> _Source passage_
↓

HTML-Math Syntax.

Subsection: Introduction.

The "Character set" document defines "HTML-Math input characters" and describes how they are generated by the SGML parser. This document describes how these are further interpreted by the HTML-Math parser (which is distinct from the SGML parser), and in particular how they are grouped into subexpressions. How these subexpressions are then rendered is described in other sections, especially "Layout primitives" and "Extensibility".

In this document, "character" will mean "HTML-Math input character" unless otherwise specified.

Subsection: General nature of HTML-Math syntax: precedences, infix operators, specialized tags.

HTML-Math provides a precedence-based syntax with infix, prefix, or postfix operators for common kinds of expressions. This syntax imitates standard conventions for written or typeset math in many simple cases. Some operators are specific HTML-Math input characters or character sequences, and some are EMPTY SGML elements (consisting only of SGML begin tags).

There are also specialized SGML begin/end markup tags for certain expression types, such as [perhaps] sum or integral or certain layout primitives, and also for identifying certain expression types and for grouping. The details of these are discussed in "Markup tags". Regardless of the current Math Syntax Model (see below), all begin/end tag pairs are treated as grouping operators and are properly matched by the HTML-Math parser.

Rationale:

It is desirable for HTML-Math to be human-writable and readable using standard text editors, even though WYSIWYG editors are expected to be available. Therefore the syntax should be concise and easily viewed whenever practical. Furthermore, there is no reason not to aid human intepretation of HTML-Math by using conventional syntax where it exists and can reasonably be used.

Subsection: Tokenization, and character parsing types [proposal, not yet discussed; for now, only an overview is given here]:

Tokenization (by the lexical analysis phase of the HTML-Math parser) interprets any HTML-Math expression as a sequence of HTML-Math tokens. This interpretation is guided by the "parsing type" attribute of each character (described below). The kinds of HTML-Math tokens are:

SGML markup tags (begin, end, or empty) recognized by HTML-Math;
HTML elements which are allowed within HTML-Math expressions but whose tags are not specific to HTML-Math (e.g. links and anchors);
Operators, i.e. sequences of characters with the "operator" parsing type which have been specifically declared as operators in the syntax (by the standard or by an author extension), or which are one character long [or, I propose, which would otherwise be identifiers but which have been declared as operators];
Number literals;
Identifiers.

↑

> _Entries provided_
↓

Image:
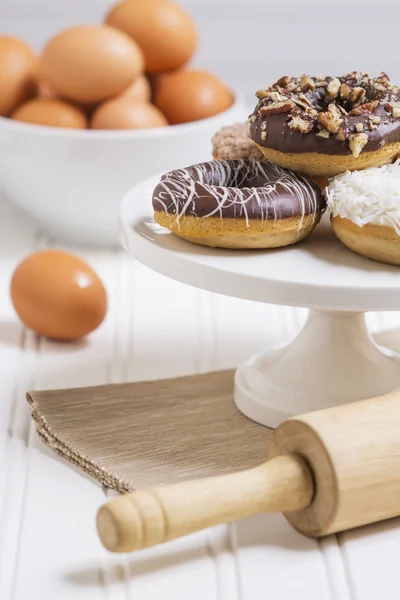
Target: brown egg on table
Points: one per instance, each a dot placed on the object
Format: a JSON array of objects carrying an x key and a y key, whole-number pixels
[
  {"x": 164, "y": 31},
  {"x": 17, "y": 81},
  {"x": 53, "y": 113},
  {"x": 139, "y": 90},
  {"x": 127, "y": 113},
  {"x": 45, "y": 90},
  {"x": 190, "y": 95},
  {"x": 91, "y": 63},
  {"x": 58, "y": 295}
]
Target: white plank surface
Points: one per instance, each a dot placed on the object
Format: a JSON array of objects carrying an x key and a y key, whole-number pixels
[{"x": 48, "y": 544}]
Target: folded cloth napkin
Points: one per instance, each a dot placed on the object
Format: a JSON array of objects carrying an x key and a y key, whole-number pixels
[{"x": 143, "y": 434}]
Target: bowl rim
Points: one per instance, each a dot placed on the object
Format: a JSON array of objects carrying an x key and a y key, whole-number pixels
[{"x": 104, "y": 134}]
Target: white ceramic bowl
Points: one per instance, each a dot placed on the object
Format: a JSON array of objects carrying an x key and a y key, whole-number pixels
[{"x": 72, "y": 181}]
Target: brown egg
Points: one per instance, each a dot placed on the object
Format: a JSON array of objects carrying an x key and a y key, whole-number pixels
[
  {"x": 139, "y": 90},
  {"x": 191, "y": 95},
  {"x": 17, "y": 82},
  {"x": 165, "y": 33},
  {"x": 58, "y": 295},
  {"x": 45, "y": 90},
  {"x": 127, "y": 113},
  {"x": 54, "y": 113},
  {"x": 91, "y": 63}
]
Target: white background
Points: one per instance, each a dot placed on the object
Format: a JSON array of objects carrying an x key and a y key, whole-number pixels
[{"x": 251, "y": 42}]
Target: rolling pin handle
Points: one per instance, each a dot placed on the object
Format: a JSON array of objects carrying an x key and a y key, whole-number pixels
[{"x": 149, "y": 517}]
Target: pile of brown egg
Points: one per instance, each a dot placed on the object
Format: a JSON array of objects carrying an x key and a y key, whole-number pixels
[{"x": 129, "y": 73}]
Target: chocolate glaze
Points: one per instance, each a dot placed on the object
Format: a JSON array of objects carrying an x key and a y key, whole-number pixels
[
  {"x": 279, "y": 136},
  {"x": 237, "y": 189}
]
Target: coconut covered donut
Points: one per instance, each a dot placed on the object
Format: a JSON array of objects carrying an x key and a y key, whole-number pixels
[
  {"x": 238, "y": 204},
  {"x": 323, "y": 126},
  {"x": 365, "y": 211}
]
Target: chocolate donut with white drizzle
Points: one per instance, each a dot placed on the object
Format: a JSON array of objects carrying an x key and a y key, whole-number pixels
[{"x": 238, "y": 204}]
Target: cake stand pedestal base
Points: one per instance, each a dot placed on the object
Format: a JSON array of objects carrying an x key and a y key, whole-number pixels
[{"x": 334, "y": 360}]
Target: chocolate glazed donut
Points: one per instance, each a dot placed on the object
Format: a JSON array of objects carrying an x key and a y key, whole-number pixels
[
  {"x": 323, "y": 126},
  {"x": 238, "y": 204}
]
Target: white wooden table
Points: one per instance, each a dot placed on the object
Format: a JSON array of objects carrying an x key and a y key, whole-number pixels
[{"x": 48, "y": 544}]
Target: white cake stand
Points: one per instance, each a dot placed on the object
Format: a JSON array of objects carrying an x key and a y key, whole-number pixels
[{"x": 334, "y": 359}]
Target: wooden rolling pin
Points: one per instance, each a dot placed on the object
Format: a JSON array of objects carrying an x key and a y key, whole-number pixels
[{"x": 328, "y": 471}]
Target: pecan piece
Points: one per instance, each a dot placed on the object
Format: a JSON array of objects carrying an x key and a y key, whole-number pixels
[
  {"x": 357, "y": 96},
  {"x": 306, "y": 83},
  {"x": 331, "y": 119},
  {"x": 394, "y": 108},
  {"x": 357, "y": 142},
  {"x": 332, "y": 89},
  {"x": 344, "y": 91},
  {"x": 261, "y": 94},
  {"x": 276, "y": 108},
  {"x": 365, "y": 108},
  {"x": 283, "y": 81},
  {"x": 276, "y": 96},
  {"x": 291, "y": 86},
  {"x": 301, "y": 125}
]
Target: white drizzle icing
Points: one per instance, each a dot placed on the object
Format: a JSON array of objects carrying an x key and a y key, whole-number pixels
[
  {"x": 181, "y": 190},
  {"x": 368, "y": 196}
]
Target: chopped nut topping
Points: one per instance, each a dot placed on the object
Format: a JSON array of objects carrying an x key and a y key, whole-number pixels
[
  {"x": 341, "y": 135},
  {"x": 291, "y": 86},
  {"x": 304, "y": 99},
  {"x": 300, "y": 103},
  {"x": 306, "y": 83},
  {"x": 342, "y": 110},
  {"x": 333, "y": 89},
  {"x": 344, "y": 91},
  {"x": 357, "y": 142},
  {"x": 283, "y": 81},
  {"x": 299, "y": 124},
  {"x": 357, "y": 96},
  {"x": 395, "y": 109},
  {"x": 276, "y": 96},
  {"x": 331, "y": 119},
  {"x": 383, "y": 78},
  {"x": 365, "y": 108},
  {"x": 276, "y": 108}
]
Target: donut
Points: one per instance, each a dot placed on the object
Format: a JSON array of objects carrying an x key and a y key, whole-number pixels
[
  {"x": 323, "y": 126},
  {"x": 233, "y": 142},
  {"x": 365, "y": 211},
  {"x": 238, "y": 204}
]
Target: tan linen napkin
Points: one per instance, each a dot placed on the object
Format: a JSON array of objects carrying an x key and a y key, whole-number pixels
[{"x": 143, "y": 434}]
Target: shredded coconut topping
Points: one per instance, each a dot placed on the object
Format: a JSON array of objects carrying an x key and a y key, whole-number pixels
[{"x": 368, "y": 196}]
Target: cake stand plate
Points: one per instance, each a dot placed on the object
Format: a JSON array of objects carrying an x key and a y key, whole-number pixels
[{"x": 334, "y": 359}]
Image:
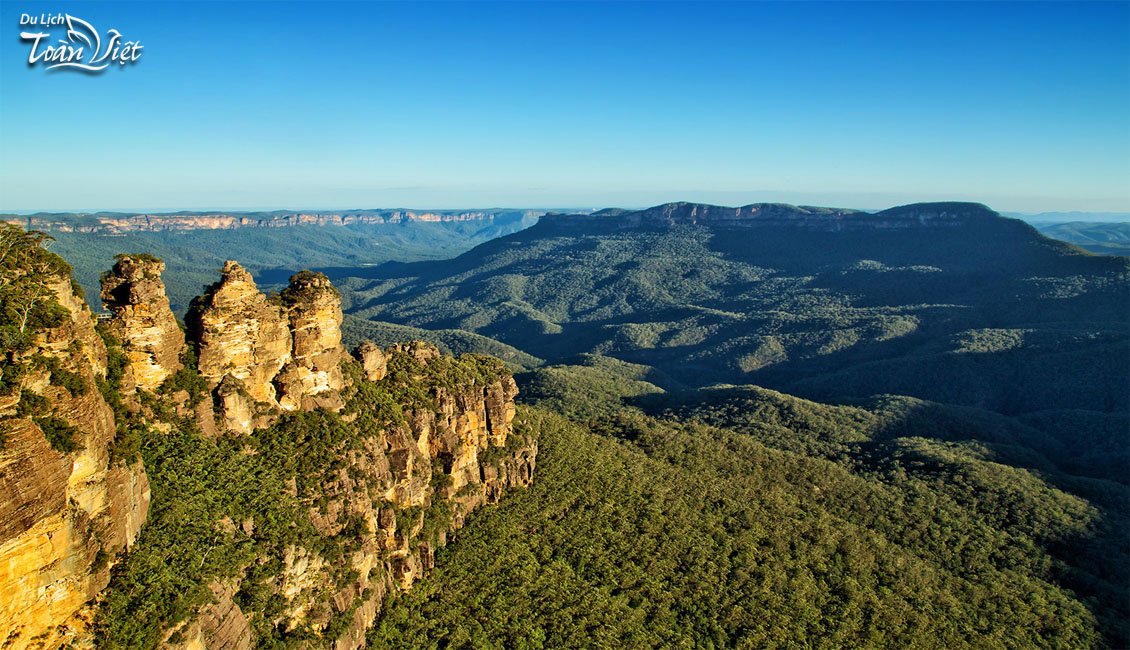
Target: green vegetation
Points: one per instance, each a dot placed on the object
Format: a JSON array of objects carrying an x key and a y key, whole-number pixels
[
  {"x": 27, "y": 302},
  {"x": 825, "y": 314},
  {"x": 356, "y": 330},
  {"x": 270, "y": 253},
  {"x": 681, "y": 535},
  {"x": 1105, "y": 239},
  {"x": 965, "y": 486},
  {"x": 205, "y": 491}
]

↑

> _Set tasks_
#1 Set down the passage from the HTML-Math syntax text, starting with "It is desirable" and going on through "reasonably be used.".
#2 In the HTML-Math syntax text, how are all begin/end tag pairs treated, whatever the current Math Syntax Model?
#3 Extend the HTML-Math syntax text onward from its final sentence.

> _Answers for the exercise_
#1
It is desirable for HTML-Math to be human-writable and readable using standard text editors, even though WYSIWYG editors are expected to be available. Therefore the syntax should be concise and easily viewed whenever practical. Furthermore, there is no reason not to aid human intepretation of HTML-Math by using conventional syntax where it exists and can reasonably be used.

#2 They are treated as grouping operators and are properly matched by the HTML-Math parser.

#3
[I conjecture that grouping forms, such as a left or right parenthesis, can be considered operators, and therefore don't need a separate token type (or a separate parsing type for their characters). How these can be properly matched during parsing is discussed in the separate detailed proposal for parsing, also mentioned below in the subsection about precedence rules, which I will write up if we agree on the general goals expressed here.]

Any character (or SGML SDATA entity) that is legal in HTML, and not treated specially (as a token or entity delimiter) by SGML, can be part of an HTML-Math expression, and will be an "HTML-Math input character".

Every HTML-Math input character has a "parsing type" attribute which determines how the HTML-Math parser (as distinguished from the SGML parser) treats it during tokenization (lexical analysis).

HTML-Math defines a default parsing type for every character, but a document author can change this as described in "Extensibility".

[The set of parsing types remains to be discussed. The parsing types need to be sufficient to permit whitespace, identifiers, numbers, operators, and grouping forms (such as parentheses) to be properly tokenized.]

[The initial parsing type for every character, as well as the character set itself, also remains to be discussed; when it is, I'll refer to a table of all proposed characters and parsing types from both here and the "Character set" document.]

[I propose that whitespace is never significant except that characters separated by whitespace are never part of the same token. Rationale: this is an almost universal property of other syntaxes, and exceptions to it are often regarded as mistakes in hindsight; also it is hard to see how it could be violated in a way that could easily be used by general parsing rules (with the possible exception of allowing the choice of an inserted "missing term" or "missing operator" (see below) to depend on the nature of the whitespace, e.g. whether it contained newlines).]

[Also to be discussed: the precise definitions of identifiers and number literals, and whether these definitions are author-modifiable.]

[I propose that there is a tokenization mode (which is an attribute value that can be set for any part of a document, by the Math Syntax Model -- see "Extensibility") which determines whether a sequence of identifier characters is treated as a sequence of one-character identifiers, or as one multi-character identifier. Another possibility is that individual characters can be declared as always being one-character identifiers via their parsing type attribute. These possibilities could both be the case.]

[The only part of tokenization that I don't yet have a detailed proposal for is the precise definition of a number literal, in case a number such as, e.g., "2.3" needs to be distinguished from, e.g., "x.y" where x and y are variables and the "." is an operator, so that these expressions could be rendered differently by some browsers.]

Subsection: Formation of subexpressions, guided by explicit markup or by operator precedences and associativities

The HTML-Math parser (after lexical analysis) turns a sequence of HTML-Math tokens (as defined above) into a subexpression tree, for subsequent macro expansion and rendering.

The syntax used is specified by the applicable Math Syntax Model (see "Extensibility"). This is initially a default syntax specified by the HTML-Math standard, but can be incrementally extended or replaced by authors [and perhaps by viewers, though this has no known purpose and is not recommended], for either all or part of a document.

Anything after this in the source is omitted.